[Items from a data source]
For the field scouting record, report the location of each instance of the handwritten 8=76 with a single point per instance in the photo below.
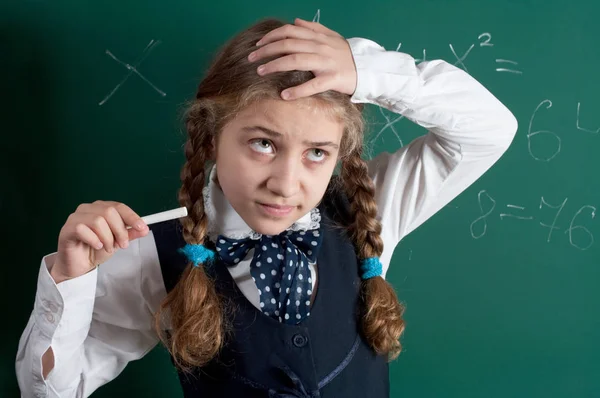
(548, 216)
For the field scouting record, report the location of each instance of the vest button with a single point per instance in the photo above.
(299, 340)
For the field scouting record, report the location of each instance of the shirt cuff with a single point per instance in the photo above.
(61, 309)
(383, 77)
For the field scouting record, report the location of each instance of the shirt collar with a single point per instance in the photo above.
(224, 220)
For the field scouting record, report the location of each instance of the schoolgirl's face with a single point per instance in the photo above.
(275, 159)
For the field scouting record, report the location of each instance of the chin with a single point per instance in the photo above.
(270, 227)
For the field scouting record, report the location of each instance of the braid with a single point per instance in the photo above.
(382, 322)
(197, 319)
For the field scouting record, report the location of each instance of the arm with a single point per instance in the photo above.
(469, 130)
(93, 324)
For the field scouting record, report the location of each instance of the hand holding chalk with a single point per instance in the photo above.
(95, 230)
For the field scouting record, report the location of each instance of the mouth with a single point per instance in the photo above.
(276, 210)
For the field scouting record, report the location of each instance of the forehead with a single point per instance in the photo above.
(303, 119)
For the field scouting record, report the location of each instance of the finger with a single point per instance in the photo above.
(99, 226)
(117, 225)
(293, 32)
(311, 87)
(130, 217)
(317, 27)
(84, 234)
(287, 46)
(290, 62)
(135, 234)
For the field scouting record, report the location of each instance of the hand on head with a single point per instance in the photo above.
(308, 46)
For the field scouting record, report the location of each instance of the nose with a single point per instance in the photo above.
(284, 179)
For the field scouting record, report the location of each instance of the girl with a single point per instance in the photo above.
(273, 286)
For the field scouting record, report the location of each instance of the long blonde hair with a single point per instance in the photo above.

■ **Work to complete**:
Copy the records exactly. Skip the pictures.

■ **Answer section**:
For the field scouting record, report the location of each instance of the handwritten 8=76 with a single point per instance in the photo below.
(548, 216)
For the field scouting record, report the location of each instance of the vest button with a single point per instance in the photo above.
(299, 340)
For the field scouting record, report the location of each instance of the shirt cuff with a single point per instance in the photo above.
(61, 309)
(383, 77)
For the field scouting record, report the location of each instance of the shirt collar with a single point per instance in the photo above.
(224, 220)
For the field scouting record, report the location of each instance of the schoolgirl's face with a single point per instance in the photo above.
(275, 159)
For the field scouting record, report the location of each instance of the chin with a single point per instance in the photo above.
(270, 227)
For the field scouting record, report the location of each instance of the braid with a single point per instance in the photo above.
(382, 322)
(197, 319)
For the field scouting record, report the location of each instance of the arm with a single point per instance in the photo above.
(469, 130)
(93, 324)
For the field scouting record, report the location of each instance of the hand holding chalk with a single point per instance in the photo above.
(95, 230)
For the field scouting record, report the location of each instance of the mouth with a single point per instance in the photo above.
(276, 210)
For the field scouting record, report the location of each instance of the forehead with a single point per instance in the photo above.
(303, 119)
For the field scouting record, report the location of each instance of the finger with a single point per instance in the photo above.
(99, 226)
(117, 225)
(293, 32)
(311, 87)
(130, 217)
(317, 27)
(84, 234)
(287, 46)
(290, 62)
(135, 234)
For the field scouting record, report the location of each instance of the hand on head with a single point per instance in the photo above.
(308, 46)
For the field scouting record, report the location of each instance of the nose with a single point per instance in the photo above.
(284, 179)
For the field scouting record, report the location of each instance of the girl with a single point per instance in the photo above.
(273, 286)
For the field scouting record, report the location of each instance of the long blonde hair with a single point per instance in the photo above.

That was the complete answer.